「あなた」と「私」で決める、最善の治療法。SDM(Shared Decision Making)で医療をもっと身近に!

「先生、この病気にはどんな治療法があるんですか?」

病院でそう尋ねたとき、あなたはどのような説明を受けましたか?多くの人が、医師からいくつかの選択肢を提示され、その中から「これが一番良いでしょう」と勧められる、あるいは「あなたにはこの治療法が適しています」と一方的に伝えられる、といった経験をしたことがあるかもしれません。

しかし、近年、医療の現場で重要視されている考え方があります。それがSDM(Shared Decision Making:共同意思決定)です。

SDM(Shared Decision Making)とは?

SDMとは、患者さんと医療者が、それぞれの知識や経験、価値観を持ち寄り、共に治療法について話し合い、最終的な意思決定を共有するプロセスのことです。一方的に医療者が決めるのではなく、患者さんの「この治療法は避けたい」「こういう生活を送りたい」といった希望や懸念を丁寧に聞き取り、それを踏まえた上で、医療的な観点から最善と思われる選択肢を一緒に見つけていくアプローチと言えます。

なぜSDMが重要なのか?

SDMが重要視される背景には、いくつかの理由があります。

  • 患者さんのQOL(Quality of Life:生活の質)の向上:治療法にはそれぞれメリット・デメリットがあり、副作用の出方や回復までの期間も異なります。患者さん自身の生活スタイルや価値観に合った治療法を選ぶことで、治療による負担を軽減し、より質の高い生活を送ることが期待できます。
  • 治療への主体的な参加:自分で決めた治療法は、納得感を持って取り組むことができます。これにより、治療へのモチベーションが高まり、良好な結果につながる可能性も高まります。

--- 作業項目 A ---
次の(i)〜(iii)の記述がSDMについての文章の内容と一致するかどうかを、それぞれ「はい」か「いいえ」で答え、判断の根拠となる文章中の語句をそのまま引用してください。
(i) SDMでは、最終的な意思決定を医療者だけが行う。
(ii) 治療法によって、副作用の出方や回復までの期間が異なる。
(iii) 自分で決めた治療法には、納得感を持って取り組むことができる。
--- 作業項目 B ---
SDMについての文章のうち、「SDM(Shared Decision Making)とは?」で始まり「つながる可能性も高まります。」まで続く部分を、「患者さん」を「利用者」に入れ替えて書き直してください。
--- 作業項目 C ---
SDMについての文章では、SDMは日本語で何と訳されていますか。

--- 表示情報 ---
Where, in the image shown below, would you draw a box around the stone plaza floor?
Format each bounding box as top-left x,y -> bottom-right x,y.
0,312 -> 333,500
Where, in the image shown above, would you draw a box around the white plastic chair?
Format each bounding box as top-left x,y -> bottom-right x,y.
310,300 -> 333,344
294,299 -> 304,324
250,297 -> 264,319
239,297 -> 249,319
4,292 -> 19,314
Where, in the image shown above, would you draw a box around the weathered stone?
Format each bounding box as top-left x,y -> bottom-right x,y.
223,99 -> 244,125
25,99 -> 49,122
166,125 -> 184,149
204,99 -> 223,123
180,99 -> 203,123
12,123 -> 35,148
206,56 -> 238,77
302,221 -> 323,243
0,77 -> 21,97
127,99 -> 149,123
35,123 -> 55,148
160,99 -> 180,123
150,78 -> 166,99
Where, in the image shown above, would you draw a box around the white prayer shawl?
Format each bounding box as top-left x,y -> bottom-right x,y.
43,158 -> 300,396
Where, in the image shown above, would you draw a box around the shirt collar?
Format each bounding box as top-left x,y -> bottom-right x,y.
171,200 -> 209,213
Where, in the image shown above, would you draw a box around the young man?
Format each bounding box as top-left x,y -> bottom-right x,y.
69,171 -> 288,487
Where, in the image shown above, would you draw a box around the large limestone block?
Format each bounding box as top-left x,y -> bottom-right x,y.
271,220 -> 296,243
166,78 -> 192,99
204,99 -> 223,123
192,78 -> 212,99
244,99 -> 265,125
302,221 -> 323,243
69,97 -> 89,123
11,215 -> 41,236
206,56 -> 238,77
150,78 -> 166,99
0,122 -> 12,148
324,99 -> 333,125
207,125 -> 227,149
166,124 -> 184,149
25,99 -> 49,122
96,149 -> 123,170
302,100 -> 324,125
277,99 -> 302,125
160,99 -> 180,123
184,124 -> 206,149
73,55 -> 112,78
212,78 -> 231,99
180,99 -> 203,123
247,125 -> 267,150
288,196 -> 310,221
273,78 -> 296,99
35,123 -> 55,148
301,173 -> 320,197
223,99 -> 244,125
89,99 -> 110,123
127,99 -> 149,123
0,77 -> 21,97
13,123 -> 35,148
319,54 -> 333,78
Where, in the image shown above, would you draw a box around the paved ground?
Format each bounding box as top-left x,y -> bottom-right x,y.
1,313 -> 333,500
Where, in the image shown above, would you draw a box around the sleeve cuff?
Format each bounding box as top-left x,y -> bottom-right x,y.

--- 結果 A ---
(i) いいえ:「最終的な意思決定を共有するプロセスのことです」
(ii) はい:「副作用の出方や回復までの期間も異なります」
(iii) はい:「自分で決めた治療法は、納得感を持って取り組むことができます」

--- 結果 B ---
SDM(Shared Decision Making)とは?

SDMとは、利用者と医療者が、それぞれの知識や経験、価値観を持ち寄り、共に治療法について話し合い、最終的な意思決定を共有するプロセスのことです。一方的に医療者が決めるのではなく、利用者の「この治療法は避けたい」「こういう生活を送りたい」といった希望や懸念を丁寧に聞き取り、それを踏まえた上で、医療的な観点から最善と思われる選択肢を一緒に見つけていくアプローチと言えます。

なぜSDMが重要なのか?

SDMが重要視される背景には、いくつかの理由があります。

  • 利用者のQOL(Quality of Life:生活の質)の向上:治療法にはそれぞれメリット・デメリットがあり、副作用の出方や回復までの期間も異なります。利用者自身の生活スタイルや価値観に合った治療法を選ぶことで、治療による負担を軽減し、より質の高い生活を送ることが期待できます。
  • 治療への主体的な参加:自分で決めた治療法は、納得感を持って取り組むことができます。これにより、治療へのモチベーションが高まり、良好な結果につながる可能性も高まります。

--- 結果 C ---
共同意思決定